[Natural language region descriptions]
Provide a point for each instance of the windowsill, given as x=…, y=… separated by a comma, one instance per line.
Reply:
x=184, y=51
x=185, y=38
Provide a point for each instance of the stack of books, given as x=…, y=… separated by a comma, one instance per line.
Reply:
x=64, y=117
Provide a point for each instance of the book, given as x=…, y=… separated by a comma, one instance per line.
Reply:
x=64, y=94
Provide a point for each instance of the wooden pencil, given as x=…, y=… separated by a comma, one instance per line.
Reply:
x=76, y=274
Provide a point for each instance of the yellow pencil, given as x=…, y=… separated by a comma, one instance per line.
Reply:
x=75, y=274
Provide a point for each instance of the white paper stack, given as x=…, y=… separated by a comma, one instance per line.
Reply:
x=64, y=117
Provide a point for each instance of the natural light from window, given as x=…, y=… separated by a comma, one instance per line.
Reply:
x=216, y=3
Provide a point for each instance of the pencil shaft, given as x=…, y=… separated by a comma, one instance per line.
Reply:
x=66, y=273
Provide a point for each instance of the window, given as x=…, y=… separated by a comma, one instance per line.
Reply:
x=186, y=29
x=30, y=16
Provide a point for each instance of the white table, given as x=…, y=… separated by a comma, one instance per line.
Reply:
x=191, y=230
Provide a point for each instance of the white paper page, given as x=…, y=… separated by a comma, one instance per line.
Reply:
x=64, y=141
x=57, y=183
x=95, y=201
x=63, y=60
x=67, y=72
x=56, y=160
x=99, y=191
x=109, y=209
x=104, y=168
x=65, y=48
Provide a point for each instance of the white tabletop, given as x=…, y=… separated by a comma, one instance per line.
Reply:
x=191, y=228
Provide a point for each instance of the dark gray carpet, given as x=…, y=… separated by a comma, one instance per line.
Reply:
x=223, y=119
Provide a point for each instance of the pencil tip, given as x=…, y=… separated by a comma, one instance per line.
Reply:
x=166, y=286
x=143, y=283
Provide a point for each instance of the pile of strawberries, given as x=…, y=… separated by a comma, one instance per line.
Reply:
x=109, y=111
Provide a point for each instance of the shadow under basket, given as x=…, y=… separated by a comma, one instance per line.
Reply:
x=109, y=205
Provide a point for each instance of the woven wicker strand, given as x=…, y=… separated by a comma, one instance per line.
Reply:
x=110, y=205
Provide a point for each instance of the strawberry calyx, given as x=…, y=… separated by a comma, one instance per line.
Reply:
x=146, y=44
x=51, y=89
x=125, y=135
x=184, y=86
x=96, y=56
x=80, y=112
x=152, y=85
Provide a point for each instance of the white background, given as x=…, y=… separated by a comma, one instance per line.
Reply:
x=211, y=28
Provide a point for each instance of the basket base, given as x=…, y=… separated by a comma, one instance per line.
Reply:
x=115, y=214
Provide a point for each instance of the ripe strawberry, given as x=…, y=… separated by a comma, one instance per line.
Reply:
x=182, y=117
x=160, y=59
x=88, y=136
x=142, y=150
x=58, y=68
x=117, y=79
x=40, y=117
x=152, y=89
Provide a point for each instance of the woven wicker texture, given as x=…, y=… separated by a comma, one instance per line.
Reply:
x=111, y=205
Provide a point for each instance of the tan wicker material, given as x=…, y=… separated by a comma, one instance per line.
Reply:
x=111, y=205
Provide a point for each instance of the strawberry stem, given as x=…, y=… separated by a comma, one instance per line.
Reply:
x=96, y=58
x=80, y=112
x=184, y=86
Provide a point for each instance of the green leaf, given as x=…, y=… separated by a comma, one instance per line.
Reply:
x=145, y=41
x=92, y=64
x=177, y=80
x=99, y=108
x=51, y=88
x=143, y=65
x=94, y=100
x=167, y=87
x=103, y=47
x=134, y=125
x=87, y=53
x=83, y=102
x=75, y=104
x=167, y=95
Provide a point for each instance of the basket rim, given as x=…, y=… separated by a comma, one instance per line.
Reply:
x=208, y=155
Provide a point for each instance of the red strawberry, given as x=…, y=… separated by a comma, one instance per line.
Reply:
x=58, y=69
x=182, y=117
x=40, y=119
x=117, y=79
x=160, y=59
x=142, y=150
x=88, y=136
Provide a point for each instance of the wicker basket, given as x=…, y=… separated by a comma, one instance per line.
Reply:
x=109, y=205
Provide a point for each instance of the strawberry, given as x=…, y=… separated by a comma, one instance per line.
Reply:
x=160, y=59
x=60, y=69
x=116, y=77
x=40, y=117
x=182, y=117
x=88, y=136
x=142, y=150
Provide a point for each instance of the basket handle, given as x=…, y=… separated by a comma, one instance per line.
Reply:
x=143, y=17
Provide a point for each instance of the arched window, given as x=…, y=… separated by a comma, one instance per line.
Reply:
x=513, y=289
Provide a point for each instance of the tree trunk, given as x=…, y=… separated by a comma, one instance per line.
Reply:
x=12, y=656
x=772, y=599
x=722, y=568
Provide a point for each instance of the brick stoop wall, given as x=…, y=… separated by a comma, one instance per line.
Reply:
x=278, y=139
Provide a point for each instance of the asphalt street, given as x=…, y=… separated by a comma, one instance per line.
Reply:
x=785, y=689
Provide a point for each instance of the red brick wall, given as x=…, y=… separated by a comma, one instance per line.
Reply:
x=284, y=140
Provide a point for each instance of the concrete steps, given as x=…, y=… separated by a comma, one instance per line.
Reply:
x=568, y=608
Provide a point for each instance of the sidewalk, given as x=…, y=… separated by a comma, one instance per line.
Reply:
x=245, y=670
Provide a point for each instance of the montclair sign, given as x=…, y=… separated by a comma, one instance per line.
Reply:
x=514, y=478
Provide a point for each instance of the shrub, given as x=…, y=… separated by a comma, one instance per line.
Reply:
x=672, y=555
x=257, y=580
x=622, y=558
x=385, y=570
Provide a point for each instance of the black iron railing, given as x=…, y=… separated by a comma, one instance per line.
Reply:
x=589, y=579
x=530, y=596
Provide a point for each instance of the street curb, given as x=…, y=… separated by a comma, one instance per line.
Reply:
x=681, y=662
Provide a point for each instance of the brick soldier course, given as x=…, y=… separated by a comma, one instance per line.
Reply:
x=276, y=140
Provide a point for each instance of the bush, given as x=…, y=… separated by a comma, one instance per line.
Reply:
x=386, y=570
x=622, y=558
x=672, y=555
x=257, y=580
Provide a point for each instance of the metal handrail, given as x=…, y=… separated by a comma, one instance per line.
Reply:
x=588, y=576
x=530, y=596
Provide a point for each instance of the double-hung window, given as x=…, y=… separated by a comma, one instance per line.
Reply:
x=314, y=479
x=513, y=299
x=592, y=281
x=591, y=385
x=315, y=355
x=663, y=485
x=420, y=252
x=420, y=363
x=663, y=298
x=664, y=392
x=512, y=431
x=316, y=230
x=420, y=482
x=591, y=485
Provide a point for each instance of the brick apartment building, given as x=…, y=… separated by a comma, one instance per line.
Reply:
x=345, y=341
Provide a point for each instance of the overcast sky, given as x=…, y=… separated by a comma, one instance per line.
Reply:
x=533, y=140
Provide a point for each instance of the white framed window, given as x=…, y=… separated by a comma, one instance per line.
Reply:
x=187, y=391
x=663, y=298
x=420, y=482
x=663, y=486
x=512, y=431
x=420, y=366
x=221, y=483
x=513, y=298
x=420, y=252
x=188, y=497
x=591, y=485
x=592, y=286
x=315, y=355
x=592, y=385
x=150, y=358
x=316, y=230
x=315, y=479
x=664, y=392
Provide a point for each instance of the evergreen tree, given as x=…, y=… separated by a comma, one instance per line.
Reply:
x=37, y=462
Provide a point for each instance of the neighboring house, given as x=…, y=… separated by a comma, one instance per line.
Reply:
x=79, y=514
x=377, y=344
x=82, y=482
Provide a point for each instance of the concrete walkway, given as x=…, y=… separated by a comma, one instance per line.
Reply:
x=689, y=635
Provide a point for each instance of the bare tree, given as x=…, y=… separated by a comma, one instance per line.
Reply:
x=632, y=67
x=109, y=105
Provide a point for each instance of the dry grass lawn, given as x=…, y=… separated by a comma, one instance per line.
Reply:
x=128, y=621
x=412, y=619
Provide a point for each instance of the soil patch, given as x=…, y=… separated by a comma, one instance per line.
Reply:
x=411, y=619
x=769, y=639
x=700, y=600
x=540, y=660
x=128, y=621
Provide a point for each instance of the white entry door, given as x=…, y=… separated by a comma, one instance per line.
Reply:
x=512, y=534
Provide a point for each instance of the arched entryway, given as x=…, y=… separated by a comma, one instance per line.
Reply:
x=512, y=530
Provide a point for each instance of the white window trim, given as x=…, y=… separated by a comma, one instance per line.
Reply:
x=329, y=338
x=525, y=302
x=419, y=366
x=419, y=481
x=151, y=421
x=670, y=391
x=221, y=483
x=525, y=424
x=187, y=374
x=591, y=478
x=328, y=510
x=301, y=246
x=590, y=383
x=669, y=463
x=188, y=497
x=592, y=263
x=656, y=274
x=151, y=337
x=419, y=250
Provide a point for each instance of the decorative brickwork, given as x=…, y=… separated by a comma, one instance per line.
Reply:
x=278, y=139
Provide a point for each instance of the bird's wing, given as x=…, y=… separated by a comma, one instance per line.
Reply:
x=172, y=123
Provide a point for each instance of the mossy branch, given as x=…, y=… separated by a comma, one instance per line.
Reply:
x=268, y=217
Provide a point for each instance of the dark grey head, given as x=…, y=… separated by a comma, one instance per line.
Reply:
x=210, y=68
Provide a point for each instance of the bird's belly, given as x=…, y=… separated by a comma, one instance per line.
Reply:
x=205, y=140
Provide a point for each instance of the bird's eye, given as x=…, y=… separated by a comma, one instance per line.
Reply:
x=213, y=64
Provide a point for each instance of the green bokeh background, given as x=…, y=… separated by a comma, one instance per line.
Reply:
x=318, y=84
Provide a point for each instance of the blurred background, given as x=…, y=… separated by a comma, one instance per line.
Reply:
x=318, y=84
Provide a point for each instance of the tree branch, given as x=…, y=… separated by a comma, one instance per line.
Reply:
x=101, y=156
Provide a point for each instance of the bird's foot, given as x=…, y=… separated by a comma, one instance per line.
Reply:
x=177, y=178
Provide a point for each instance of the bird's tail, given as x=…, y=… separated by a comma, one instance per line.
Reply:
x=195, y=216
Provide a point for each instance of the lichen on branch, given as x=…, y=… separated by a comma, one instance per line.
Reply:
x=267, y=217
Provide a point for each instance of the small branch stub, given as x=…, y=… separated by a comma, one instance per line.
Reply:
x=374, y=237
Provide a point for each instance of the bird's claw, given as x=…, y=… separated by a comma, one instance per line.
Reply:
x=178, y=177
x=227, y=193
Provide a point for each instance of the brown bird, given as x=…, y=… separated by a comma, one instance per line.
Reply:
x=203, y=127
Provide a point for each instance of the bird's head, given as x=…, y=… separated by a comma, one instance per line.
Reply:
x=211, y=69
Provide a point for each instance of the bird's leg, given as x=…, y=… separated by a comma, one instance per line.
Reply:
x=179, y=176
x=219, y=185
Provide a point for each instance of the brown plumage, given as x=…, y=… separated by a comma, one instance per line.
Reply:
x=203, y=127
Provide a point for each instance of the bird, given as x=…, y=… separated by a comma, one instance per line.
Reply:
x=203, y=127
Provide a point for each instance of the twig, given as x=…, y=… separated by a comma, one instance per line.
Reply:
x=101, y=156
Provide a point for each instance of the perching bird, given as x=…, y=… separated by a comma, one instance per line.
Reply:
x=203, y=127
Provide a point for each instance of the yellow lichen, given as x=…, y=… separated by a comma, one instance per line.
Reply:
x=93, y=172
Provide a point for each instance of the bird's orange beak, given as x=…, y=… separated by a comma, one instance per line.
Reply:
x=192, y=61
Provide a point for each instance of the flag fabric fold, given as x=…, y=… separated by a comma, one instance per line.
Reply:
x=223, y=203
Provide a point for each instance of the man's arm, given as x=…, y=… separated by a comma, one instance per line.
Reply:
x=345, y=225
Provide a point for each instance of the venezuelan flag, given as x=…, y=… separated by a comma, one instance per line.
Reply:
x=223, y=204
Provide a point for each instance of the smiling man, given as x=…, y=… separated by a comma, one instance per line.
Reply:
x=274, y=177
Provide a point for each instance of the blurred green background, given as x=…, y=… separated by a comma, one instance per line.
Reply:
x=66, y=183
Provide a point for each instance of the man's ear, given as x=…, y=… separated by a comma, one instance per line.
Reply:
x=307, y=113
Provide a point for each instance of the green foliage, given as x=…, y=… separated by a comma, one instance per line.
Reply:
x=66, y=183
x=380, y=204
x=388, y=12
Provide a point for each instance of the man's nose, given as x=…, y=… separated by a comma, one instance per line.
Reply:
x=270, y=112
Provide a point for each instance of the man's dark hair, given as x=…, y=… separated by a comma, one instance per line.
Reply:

*THE TASK*.
Report each line above containing the string "wicker".

*YOUR RESPONSE*.
Provide a point for each instance of the woven wicker strand, given as x=…, y=… separated by a comma, one instance per line.
Provide a point for each instance of the woven wicker texture, given as x=…, y=… separated by a comma, one instance per line.
Provide a point for each instance of the tan wicker material, given as x=…, y=… separated by a comma, one instance per line.
Provide a point for each instance of the wicker basket, given as x=…, y=… separated by a comma, one instance per line.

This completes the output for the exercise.